◆ Directions ◆
Please set down the entries below once more, exactly.

◆ Task input ◆
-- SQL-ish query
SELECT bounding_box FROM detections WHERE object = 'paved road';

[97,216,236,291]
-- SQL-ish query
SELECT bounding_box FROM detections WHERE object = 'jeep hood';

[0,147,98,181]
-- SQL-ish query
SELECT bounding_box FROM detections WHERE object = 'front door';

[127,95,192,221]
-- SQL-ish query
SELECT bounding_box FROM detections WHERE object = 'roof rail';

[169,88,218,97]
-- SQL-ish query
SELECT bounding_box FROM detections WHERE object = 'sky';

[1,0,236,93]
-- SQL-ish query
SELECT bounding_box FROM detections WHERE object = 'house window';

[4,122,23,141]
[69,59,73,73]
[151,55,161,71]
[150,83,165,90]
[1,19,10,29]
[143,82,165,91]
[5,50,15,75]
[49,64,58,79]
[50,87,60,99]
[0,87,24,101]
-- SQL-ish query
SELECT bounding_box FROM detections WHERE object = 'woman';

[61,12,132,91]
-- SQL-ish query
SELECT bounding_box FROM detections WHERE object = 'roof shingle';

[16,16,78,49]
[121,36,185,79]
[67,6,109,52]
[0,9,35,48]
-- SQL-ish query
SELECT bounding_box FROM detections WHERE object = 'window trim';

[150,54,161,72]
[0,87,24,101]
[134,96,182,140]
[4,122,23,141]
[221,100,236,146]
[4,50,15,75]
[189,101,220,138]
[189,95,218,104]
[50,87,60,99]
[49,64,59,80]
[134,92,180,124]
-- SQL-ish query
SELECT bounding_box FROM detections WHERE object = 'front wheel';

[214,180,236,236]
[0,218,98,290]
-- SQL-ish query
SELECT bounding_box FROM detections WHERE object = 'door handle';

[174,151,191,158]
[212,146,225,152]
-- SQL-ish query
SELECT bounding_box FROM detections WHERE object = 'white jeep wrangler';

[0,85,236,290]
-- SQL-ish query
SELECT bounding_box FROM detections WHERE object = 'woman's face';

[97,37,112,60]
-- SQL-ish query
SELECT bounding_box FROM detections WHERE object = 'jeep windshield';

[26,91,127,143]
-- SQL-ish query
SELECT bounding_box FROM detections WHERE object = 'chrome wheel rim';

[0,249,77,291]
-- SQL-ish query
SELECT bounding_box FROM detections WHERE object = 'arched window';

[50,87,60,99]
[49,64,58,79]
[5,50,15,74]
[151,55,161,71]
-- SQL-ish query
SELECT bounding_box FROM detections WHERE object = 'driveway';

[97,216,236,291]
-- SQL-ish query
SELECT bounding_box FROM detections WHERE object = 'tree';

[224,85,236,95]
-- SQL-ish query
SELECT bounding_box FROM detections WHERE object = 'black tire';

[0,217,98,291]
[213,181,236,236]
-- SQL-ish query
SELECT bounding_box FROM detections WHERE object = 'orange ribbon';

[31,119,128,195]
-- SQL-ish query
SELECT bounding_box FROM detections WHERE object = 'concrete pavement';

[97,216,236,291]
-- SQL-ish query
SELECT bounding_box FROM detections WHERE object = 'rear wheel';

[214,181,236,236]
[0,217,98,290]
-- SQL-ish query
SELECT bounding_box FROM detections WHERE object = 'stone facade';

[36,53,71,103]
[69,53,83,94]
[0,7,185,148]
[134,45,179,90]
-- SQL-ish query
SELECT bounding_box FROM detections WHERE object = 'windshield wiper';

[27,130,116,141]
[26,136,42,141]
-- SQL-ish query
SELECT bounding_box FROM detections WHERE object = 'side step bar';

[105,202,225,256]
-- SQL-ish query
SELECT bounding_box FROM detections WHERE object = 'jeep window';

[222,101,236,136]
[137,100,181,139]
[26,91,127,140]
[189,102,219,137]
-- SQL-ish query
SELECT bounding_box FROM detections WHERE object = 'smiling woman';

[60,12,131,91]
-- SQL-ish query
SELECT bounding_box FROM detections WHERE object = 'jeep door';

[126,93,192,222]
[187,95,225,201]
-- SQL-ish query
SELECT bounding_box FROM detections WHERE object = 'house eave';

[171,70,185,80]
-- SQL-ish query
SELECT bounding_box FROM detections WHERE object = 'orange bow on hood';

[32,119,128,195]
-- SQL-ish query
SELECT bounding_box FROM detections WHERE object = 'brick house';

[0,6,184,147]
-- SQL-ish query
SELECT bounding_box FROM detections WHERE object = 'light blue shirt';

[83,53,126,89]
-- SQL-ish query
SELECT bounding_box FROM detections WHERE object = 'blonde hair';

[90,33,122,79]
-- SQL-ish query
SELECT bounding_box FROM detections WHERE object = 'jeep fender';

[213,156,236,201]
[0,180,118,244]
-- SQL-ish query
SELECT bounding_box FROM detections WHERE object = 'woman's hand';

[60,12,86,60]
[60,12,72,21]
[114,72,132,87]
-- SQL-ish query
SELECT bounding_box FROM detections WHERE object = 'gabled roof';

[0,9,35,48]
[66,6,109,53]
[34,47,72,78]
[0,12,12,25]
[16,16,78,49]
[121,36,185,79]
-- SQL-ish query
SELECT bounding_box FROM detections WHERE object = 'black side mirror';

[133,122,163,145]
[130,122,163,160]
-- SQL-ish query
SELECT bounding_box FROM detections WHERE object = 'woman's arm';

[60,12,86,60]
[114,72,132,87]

◆ Solution for this exercise ◆
-- SQL-ish query
SELECT bounding_box FROM detections WHERE object = 'paved road';

[97,216,236,291]
-- SQL-ish query
SELECT bounding_box FROM detections WHERE object = 'jeep hood';

[0,147,98,181]
-- SQL-ish query
SELECT bounding_box FROM detections WHERE object = 'front door';

[127,95,192,221]
-- SQL-ish query
SELECT bounding_box FROM detections WHERE object = 'roof rail';

[169,88,218,97]
-- SQL-ish query
SELECT bounding_box FROM detections WHERE object = 'sky';

[1,0,236,93]
-- SQL-ish query
SELECT bounding_box FROM detections WHERE object = 'house window';

[4,122,23,141]
[69,59,73,73]
[151,55,161,71]
[150,83,165,90]
[1,19,10,29]
[143,82,165,91]
[5,50,15,75]
[49,64,58,79]
[50,87,60,99]
[0,87,24,101]
-- SQL-ish query
SELECT bounding_box FROM detections WHERE object = 'woman';

[61,12,132,91]
-- SQL-ish query
SELECT bounding_box FROM detections WHERE object = 'roof shingle';

[16,16,78,49]
[121,36,185,79]
[67,6,109,52]
[0,9,35,48]
-- SQL-ish query
SELECT bounding_box FROM detections WHERE object = 'window trim';

[150,54,161,72]
[0,87,24,101]
[134,96,182,140]
[4,122,23,141]
[221,100,236,146]
[4,50,15,75]
[189,101,220,138]
[189,95,218,104]
[50,87,60,99]
[49,64,59,80]
[134,92,180,124]
-- SQL-ish query
SELECT bounding_box FROM detections WHERE object = 'front wheel';

[214,180,236,236]
[0,218,98,290]
-- SQL-ish query
SELECT bounding_box FROM detections WHERE object = 'door handle';

[174,151,191,158]
[212,146,225,152]
-- SQL-ish query
SELECT bounding_box FROM detections WHERE object = 'white jeep wrangler';

[0,85,236,290]
-- SQL-ish query
SELECT bounding_box FROM detections WHERE object = 'woman's face';

[97,37,112,60]
-- SQL-ish query
SELECT bounding_box FROM detections WHERE object = 'jeep windshield';

[26,91,127,143]
-- SQL-ish query
SELECT bounding_box FROM detections WHERE object = 'chrome wheel rim';

[0,249,77,291]
-- SQL-ish query
SELECT bounding_box FROM detections WHERE object = 'arched window';

[50,87,60,99]
[49,64,58,79]
[5,50,15,74]
[151,55,161,71]
-- SQL-ish query
SELECT bounding_box FROM detections WHERE object = 'driveway';

[97,216,236,291]
-- SQL-ish query
SELECT bounding_box FROM detections WHERE object = 'tree';

[224,85,236,95]
-- SQL-ish query
SELECT bounding_box FROM detections WHERE object = 'black tire';

[0,217,98,291]
[213,181,236,236]
-- SQL-ish query
SELECT bounding_box FROM detections WHERE object = 'orange ribbon';

[31,119,128,195]
-- SQL-ish query
SELECT bounding_box FROM detections WHERE object = 'concrete pavement';

[97,216,236,291]
-- SQL-ish query
SELECT bounding_box FROM detections WHERE object = 'rear wheel';

[214,181,236,236]
[0,217,98,290]
-- SQL-ish query
SELECT bounding_box FROM detections WHERE object = 'stone facade';

[36,53,71,103]
[69,53,83,94]
[0,7,185,148]
[134,45,179,90]
-- SQL-ish query
SELECT bounding_box FROM detections WHERE object = 'windshield wiper';

[27,130,116,141]
[26,136,42,141]
-- SQL-ish query
SELECT bounding_box FROM detections WHERE object = 'side step bar';

[105,202,225,256]
-- SQL-ish query
SELECT bounding_box FROM detections WHERE object = 'jeep window';

[222,101,236,136]
[137,100,181,139]
[26,91,127,140]
[189,102,219,137]
-- SQL-ish query
SELECT bounding_box FROM detections WHERE object = 'smiling woman';

[60,12,131,91]
-- SQL-ish query
SELECT bounding_box FROM detections WHERE object = 'jeep door';

[126,93,192,222]
[187,95,225,201]
-- SQL-ish query
SELECT bounding_box FROM detections WHERE object = 'house eave';

[171,70,185,80]
-- SQL-ish query
SELECT bounding_box FROM detections WHERE object = 'orange bow on hood';

[32,119,128,195]
-- SQL-ish query
SELECT bounding_box FROM detections WHERE object = 'brick house';

[0,6,184,147]
-- SQL-ish query
SELECT bounding_box FROM detections WHERE object = 'light blue shirt';

[83,53,126,89]
-- SQL-ish query
SELECT bounding_box FROM detections WHERE object = 'blonde hair';

[90,33,122,79]
-- SQL-ish query
SELECT bounding_box FROM detections WHERE object = 'jeep fender';

[213,156,236,201]
[0,180,118,244]
-- SQL-ish query
SELECT bounding_box FROM detections WHERE object = 'woman's hand';

[60,12,86,60]
[60,12,72,21]
[114,72,132,87]
-- SQL-ish query
SELECT bounding_box FROM detections WHERE object = 'gabled roof';

[0,9,35,48]
[66,6,109,53]
[34,47,72,78]
[0,12,12,25]
[16,16,78,49]
[121,36,185,79]
-- SQL-ish query
SELECT bounding_box FROM detections WHERE object = 'black side mirror';

[133,122,163,145]
[130,122,163,160]
-- SQL-ish query
SELECT bounding_box FROM detections WHERE object = 'woman's arm';

[60,12,86,60]
[114,72,132,87]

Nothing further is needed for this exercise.